### DATASET ###
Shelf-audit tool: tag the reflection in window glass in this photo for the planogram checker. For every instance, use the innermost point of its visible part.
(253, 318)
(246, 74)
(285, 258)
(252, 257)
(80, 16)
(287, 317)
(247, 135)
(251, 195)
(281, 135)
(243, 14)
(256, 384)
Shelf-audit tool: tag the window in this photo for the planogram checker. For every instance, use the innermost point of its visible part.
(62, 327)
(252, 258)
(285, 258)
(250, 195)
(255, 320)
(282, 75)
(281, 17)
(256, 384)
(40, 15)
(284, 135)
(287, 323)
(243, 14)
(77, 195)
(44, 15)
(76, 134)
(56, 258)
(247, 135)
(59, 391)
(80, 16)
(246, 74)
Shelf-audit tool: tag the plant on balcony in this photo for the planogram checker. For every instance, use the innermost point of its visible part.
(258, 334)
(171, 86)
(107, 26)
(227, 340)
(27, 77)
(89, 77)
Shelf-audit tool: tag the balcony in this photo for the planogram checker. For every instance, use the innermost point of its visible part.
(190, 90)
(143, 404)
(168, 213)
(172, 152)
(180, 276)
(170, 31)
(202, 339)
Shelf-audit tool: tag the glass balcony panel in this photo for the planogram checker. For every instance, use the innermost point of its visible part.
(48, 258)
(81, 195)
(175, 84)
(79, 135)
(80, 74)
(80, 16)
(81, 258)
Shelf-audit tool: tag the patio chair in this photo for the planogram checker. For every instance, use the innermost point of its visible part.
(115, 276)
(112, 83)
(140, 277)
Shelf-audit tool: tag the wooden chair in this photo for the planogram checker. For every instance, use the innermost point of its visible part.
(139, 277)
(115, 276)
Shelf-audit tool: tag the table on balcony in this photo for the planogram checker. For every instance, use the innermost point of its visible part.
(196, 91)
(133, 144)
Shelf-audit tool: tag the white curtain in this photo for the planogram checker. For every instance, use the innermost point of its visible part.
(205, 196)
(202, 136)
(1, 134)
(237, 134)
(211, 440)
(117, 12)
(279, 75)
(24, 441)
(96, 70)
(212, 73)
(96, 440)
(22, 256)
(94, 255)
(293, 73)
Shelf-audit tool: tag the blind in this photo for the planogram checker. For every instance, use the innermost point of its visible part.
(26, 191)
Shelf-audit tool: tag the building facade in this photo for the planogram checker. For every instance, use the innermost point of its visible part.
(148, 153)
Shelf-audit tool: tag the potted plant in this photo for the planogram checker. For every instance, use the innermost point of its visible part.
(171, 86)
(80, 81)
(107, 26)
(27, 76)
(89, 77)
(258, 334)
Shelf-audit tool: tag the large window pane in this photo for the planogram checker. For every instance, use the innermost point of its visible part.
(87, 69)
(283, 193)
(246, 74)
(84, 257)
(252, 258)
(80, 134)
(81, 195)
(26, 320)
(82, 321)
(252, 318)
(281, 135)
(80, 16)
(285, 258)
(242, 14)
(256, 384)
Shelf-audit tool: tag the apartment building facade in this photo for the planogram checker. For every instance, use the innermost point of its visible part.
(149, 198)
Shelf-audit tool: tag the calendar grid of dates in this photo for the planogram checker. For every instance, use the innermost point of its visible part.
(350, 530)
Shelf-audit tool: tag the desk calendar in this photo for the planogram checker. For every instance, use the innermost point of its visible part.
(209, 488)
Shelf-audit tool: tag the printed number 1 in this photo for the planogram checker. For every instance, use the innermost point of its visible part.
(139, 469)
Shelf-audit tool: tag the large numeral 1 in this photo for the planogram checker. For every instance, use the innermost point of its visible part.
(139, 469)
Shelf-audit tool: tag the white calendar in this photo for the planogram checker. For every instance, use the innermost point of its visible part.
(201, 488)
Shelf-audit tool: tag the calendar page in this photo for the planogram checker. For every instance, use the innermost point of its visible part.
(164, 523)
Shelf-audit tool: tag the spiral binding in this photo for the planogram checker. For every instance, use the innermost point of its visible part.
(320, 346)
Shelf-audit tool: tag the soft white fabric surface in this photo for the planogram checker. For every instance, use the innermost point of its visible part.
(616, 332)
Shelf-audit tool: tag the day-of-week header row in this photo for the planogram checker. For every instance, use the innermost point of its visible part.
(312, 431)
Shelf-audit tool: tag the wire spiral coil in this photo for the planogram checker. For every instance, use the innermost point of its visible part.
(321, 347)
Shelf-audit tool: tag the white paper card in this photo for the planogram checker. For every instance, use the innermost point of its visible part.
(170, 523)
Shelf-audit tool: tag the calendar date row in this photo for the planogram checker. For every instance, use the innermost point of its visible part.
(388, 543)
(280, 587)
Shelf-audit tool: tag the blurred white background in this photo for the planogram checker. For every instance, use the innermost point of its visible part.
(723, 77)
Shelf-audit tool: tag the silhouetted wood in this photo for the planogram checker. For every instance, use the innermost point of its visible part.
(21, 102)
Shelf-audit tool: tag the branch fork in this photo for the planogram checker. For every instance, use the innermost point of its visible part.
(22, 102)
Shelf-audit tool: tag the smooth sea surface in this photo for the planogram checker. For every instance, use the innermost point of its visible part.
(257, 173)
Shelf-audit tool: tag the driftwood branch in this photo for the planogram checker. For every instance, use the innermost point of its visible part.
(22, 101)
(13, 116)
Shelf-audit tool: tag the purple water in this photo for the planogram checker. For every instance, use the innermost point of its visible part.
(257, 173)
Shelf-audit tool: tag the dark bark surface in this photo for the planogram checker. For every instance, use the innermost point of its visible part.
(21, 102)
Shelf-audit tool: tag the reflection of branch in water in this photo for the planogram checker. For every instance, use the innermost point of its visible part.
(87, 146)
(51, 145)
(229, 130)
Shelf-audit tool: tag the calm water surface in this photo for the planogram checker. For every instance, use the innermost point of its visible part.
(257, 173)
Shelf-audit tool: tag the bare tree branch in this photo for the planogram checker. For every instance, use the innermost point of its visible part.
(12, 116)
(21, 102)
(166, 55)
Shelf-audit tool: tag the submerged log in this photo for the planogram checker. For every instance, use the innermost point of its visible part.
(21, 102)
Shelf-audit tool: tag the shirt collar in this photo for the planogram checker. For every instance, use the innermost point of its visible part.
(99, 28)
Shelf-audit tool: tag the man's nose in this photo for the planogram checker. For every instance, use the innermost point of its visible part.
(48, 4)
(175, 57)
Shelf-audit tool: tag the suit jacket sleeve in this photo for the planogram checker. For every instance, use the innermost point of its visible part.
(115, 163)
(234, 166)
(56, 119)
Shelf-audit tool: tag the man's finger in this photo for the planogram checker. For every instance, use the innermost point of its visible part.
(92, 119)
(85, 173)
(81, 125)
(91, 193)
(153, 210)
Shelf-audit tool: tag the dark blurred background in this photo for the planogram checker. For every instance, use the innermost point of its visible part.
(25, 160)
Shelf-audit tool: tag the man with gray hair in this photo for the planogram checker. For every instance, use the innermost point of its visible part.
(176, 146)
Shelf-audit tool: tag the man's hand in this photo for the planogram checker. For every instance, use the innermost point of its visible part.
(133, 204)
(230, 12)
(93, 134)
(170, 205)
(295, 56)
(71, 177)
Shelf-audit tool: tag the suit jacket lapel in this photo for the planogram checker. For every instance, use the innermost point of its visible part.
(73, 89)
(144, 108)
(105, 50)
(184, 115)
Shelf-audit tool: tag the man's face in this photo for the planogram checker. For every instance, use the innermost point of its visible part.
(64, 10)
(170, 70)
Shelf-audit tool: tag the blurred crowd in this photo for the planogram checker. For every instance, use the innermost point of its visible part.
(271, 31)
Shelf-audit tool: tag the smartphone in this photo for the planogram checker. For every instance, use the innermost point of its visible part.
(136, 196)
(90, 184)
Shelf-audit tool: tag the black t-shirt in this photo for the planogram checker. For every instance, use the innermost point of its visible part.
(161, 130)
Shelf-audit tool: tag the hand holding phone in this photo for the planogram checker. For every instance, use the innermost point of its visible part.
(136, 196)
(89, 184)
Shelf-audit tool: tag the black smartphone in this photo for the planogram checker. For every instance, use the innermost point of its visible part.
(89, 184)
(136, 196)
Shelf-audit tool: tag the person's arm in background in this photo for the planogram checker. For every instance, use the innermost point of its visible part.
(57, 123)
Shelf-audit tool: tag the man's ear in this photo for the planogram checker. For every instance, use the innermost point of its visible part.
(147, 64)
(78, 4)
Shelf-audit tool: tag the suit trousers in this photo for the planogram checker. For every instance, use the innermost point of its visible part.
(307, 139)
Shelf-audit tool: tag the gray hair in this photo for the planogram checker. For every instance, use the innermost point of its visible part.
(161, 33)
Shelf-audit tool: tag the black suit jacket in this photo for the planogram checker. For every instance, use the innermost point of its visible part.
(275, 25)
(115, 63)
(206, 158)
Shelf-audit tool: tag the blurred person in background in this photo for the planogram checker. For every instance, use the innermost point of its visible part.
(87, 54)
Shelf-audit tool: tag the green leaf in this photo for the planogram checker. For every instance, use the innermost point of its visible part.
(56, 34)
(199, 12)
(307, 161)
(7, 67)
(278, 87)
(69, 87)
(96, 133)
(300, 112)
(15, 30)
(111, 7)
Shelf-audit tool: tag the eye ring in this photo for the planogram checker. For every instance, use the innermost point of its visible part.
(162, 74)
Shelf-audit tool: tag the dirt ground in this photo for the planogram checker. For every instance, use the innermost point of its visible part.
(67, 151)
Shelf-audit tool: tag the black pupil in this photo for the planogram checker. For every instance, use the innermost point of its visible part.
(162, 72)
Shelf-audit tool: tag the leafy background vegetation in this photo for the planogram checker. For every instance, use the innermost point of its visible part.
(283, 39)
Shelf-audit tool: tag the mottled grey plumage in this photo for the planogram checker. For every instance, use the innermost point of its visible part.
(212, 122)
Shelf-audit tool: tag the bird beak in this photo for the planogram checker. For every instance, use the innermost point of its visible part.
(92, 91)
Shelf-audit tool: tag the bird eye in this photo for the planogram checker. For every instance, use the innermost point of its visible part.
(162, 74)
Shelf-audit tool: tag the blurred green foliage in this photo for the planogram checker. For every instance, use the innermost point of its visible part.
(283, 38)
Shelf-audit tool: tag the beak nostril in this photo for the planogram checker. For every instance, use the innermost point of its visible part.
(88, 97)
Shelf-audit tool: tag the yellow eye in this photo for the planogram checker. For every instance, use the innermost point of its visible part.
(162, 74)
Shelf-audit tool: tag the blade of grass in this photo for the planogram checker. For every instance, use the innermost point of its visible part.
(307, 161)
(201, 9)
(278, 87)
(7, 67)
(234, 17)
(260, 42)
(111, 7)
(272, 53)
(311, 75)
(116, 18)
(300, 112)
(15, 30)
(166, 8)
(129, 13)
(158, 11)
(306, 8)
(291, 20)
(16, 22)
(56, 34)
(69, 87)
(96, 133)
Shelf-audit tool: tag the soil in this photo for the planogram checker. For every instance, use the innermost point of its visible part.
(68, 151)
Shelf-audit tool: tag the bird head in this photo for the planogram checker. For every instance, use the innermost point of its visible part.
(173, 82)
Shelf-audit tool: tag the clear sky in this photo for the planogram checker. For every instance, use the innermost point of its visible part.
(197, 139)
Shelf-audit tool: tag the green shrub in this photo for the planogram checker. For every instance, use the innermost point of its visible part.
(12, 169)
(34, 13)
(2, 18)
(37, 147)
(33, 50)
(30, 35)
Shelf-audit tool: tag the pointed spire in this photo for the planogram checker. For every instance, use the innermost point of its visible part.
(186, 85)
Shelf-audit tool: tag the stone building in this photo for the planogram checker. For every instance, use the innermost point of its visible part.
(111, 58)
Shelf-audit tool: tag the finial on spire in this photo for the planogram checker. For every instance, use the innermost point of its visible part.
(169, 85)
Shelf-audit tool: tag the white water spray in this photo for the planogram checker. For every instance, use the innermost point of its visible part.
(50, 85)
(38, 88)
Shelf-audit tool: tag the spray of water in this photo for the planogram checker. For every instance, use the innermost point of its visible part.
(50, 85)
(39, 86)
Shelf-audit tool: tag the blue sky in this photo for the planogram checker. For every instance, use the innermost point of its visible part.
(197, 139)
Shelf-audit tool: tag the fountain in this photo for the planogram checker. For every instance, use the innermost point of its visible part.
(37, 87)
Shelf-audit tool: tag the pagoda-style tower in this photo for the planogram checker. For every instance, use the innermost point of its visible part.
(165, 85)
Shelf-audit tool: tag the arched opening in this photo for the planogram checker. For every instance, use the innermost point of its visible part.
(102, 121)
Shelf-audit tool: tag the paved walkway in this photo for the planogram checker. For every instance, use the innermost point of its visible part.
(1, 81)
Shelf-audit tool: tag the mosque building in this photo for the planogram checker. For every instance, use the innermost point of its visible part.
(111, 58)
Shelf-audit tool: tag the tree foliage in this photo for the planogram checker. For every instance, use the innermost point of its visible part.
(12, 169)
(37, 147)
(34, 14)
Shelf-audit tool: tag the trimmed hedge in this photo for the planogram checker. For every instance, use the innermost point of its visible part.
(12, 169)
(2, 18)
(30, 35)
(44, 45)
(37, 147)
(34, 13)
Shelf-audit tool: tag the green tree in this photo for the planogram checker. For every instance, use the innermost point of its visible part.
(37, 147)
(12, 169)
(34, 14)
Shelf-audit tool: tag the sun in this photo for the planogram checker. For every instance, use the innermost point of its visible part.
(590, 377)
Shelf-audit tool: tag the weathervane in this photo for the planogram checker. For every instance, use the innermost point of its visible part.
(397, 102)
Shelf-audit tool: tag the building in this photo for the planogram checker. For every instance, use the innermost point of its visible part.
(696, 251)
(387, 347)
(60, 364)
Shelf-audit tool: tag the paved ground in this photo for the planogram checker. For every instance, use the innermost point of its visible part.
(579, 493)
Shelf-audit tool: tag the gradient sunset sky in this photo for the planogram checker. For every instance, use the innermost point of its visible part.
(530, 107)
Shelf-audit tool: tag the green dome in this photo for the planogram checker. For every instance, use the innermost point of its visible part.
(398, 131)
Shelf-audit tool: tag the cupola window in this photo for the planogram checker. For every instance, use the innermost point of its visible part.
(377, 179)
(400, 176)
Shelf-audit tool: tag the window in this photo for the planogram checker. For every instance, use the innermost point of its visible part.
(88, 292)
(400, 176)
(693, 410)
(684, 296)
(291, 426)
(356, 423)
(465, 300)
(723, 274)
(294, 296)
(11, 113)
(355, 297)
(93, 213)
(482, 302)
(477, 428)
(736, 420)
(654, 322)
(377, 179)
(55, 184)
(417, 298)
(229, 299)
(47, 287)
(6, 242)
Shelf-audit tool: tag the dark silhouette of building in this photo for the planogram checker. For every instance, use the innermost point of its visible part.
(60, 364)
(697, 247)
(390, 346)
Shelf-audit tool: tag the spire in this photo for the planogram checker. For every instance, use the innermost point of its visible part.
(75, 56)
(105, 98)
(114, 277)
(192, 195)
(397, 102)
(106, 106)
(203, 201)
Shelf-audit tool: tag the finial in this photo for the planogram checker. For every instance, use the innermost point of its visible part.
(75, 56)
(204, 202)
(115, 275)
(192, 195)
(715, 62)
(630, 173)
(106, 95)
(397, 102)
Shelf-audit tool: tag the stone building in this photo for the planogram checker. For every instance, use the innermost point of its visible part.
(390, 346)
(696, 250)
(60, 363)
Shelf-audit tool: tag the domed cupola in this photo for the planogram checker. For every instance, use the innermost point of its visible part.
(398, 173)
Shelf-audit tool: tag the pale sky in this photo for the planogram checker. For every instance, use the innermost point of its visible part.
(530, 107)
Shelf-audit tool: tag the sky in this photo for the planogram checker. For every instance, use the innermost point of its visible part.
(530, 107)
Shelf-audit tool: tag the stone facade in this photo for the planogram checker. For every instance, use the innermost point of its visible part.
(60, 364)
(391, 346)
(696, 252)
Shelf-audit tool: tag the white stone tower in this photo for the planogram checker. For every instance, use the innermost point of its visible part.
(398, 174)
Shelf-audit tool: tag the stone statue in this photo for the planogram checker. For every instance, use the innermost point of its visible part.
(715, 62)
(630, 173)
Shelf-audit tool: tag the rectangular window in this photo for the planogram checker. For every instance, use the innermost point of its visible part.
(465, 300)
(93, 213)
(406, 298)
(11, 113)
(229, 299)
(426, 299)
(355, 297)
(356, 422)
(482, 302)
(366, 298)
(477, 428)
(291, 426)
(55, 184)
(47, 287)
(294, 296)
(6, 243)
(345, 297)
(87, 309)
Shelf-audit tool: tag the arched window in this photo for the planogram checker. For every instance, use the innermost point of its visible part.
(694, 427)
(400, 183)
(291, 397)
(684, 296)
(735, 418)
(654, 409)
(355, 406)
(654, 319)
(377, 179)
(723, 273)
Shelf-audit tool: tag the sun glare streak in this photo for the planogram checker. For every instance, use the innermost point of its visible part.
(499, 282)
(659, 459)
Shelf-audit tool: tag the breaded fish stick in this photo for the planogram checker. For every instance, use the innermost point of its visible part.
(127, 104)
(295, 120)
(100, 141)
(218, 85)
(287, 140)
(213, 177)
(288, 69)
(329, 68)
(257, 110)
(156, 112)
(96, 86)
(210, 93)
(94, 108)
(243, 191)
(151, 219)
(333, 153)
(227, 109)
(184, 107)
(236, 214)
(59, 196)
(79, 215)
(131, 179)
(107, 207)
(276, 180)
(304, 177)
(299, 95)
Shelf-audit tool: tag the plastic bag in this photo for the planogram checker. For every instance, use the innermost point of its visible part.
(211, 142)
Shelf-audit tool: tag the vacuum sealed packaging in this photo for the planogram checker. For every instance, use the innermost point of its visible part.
###
**TASK BRIEF**
Could you update the lines from the one containing "Shelf-audit tool: tag the plastic" through the last line, replacing "planogram checker" with "layout checker" and leaving all else unchanged?

**RESPONSE FOR THIS EXERCISE**
Shelf-audit tool: tag the plastic bag in this photo for the layout checker. For every instance, use the innermost point of its visible part.
(211, 142)
Shelf-audit tool: tag the vacuum sealed packaging in this photo for the layout checker. For every instance, use the innermost point of its visible part.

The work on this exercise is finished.